Records taken from a collection

┄┄┄┄┄┄

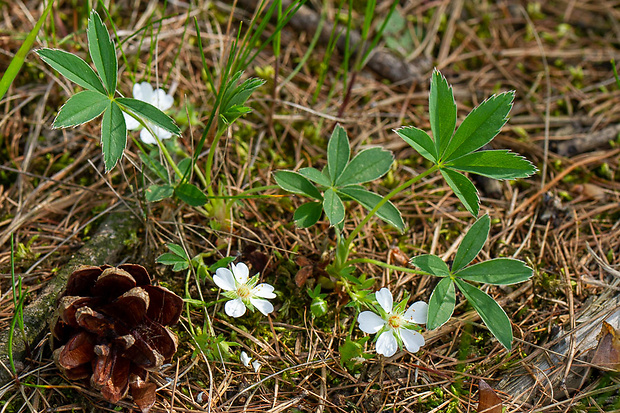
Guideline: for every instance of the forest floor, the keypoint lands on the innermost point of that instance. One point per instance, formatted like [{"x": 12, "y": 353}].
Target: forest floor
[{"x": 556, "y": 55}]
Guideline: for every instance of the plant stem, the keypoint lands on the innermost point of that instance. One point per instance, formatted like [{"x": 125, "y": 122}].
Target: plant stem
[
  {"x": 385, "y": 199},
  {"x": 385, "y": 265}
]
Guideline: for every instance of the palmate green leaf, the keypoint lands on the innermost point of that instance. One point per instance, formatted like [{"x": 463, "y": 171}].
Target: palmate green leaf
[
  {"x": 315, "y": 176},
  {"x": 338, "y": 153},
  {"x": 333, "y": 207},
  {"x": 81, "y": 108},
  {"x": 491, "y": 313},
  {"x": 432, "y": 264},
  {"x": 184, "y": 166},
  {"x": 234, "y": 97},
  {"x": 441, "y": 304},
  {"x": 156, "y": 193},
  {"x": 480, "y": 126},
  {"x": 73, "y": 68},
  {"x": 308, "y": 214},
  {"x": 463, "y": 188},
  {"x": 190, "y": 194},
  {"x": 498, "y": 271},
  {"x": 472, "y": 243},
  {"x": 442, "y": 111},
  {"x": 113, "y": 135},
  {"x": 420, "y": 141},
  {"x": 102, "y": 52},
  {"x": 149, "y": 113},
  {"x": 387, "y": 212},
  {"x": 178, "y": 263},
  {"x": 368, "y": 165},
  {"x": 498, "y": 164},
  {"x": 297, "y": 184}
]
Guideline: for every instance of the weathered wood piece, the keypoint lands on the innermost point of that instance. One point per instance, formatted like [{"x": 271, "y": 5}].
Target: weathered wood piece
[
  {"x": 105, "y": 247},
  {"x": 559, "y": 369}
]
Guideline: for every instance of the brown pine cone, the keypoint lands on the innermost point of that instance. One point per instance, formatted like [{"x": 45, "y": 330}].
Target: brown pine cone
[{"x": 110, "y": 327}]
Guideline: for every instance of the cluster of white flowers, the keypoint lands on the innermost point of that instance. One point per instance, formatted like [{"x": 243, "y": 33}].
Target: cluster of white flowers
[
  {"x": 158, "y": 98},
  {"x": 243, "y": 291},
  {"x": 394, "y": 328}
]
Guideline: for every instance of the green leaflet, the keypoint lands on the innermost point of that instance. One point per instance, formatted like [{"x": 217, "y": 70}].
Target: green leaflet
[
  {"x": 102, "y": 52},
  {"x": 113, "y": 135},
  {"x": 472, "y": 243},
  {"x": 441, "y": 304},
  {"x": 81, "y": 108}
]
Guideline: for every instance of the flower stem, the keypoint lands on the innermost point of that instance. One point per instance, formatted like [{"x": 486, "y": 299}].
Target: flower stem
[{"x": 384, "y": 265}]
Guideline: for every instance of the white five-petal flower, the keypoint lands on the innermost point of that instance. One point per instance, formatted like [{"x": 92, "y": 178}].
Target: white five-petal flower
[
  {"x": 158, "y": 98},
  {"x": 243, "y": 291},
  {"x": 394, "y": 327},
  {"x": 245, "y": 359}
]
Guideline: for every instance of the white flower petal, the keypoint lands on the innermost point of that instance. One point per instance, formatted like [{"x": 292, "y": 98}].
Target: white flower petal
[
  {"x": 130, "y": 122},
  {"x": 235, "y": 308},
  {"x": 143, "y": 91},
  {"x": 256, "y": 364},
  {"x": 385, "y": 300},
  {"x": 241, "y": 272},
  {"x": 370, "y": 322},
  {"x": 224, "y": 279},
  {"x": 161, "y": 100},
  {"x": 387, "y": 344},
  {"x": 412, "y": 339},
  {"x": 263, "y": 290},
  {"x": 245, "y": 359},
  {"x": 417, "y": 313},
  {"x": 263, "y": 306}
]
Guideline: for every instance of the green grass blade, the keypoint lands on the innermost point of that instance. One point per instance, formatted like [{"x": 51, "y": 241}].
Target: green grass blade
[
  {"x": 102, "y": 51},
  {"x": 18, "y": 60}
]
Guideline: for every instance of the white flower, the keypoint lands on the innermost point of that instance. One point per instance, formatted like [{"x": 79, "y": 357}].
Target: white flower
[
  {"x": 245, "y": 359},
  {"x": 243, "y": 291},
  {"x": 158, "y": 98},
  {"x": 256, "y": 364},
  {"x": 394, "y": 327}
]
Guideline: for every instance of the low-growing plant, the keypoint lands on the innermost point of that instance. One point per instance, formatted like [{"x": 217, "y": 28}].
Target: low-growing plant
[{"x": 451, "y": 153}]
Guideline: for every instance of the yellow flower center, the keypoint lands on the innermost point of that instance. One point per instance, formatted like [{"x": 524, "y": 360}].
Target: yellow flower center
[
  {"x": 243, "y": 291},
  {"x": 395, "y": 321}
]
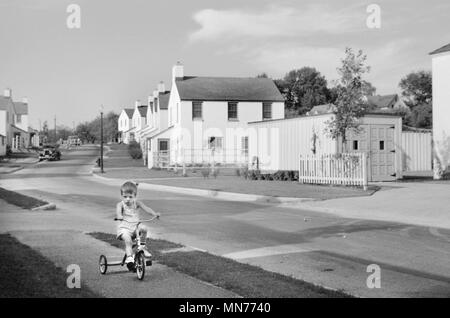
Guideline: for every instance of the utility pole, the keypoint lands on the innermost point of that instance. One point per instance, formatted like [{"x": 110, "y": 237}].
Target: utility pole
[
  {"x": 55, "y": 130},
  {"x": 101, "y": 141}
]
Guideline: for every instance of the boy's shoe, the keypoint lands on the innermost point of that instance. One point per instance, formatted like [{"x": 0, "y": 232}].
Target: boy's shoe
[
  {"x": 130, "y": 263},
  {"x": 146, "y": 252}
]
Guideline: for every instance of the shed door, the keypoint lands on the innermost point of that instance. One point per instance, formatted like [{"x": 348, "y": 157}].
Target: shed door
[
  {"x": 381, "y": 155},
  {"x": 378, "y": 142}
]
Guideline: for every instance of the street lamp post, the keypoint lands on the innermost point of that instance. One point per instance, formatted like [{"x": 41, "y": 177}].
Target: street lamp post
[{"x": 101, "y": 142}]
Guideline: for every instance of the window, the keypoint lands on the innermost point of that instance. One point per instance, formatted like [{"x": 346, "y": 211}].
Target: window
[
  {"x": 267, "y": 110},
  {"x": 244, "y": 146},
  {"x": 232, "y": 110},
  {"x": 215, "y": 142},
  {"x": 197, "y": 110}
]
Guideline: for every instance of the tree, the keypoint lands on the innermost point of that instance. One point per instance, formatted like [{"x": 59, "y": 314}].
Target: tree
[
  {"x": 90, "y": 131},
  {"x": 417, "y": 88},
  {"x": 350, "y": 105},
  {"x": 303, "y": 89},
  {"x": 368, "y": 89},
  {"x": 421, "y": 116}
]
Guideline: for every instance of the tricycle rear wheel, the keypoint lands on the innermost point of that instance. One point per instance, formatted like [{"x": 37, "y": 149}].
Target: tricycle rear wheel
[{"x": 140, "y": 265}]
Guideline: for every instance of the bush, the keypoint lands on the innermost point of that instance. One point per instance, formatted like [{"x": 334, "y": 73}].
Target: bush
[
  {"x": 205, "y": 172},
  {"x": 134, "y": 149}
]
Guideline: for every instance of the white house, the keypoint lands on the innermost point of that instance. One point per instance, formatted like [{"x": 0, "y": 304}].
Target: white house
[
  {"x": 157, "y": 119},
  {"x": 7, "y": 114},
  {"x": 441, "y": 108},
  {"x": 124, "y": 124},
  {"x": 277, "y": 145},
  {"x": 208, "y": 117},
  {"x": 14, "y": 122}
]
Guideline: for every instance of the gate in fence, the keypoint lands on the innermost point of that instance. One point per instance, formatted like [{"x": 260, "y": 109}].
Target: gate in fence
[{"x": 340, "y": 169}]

┄┄┄┄┄┄

[Task prompt]: Copy the listing again from the line with "Guideline: for every instance of the street" through the end, requests included, and shift every point coordinate in the answers by -38. Leave the numbers in the requests and their format samples unchanged.

[Task answer]:
Guideline: for every instance of the street lamp post, the keypoint lands on the innermost point of that instance. One point per instance, formatted like [{"x": 41, "y": 177}].
Target: street lamp post
[{"x": 63, "y": 104}]
Guideline: for every instance of the window, the keypoint lands on the innermost point of that instance. One point per instance, formatted like [{"x": 346, "y": 211}].
Target: window
[
  {"x": 229, "y": 72},
  {"x": 206, "y": 108},
  {"x": 194, "y": 72},
  {"x": 177, "y": 104},
  {"x": 159, "y": 72}
]
Guideline: for every instance of the tree, the keypoint lands on the innermost point of that instance. One point per instance, formatted like [{"x": 59, "y": 314}].
Target: tree
[
  {"x": 52, "y": 93},
  {"x": 379, "y": 50},
  {"x": 312, "y": 67},
  {"x": 265, "y": 51},
  {"x": 330, "y": 51},
  {"x": 383, "y": 78}
]
Guideline: for every instance of the tricycle rear wheel, the keypoint lands on the innermost point of that instance. One point per instance, formatted like [{"x": 37, "y": 149}].
Target: tricycle rear wheel
[{"x": 102, "y": 227}]
Guideline: for every instance of the bush, the keypoint lands on the innermost point of that instance. One point per instance, formatted like [{"x": 334, "y": 73}].
Target: bush
[
  {"x": 167, "y": 134},
  {"x": 96, "y": 111}
]
Guideline: for every instance of the white house, the keypoint lands on the innermost point of that instance. One point per instance, formatted like [{"x": 0, "y": 304}].
Target: white house
[
  {"x": 119, "y": 81},
  {"x": -31, "y": 76},
  {"x": 403, "y": 70},
  {"x": 86, "y": 86},
  {"x": 239, "y": 107},
  {"x": 170, "y": 79},
  {"x": -24, "y": 84}
]
Guideline: for every instance of the gate in fence, the keypoint lands on the innermost point of that instance. One point per instance, formatted like [{"x": 260, "y": 109}].
Target: gate in fence
[{"x": 302, "y": 131}]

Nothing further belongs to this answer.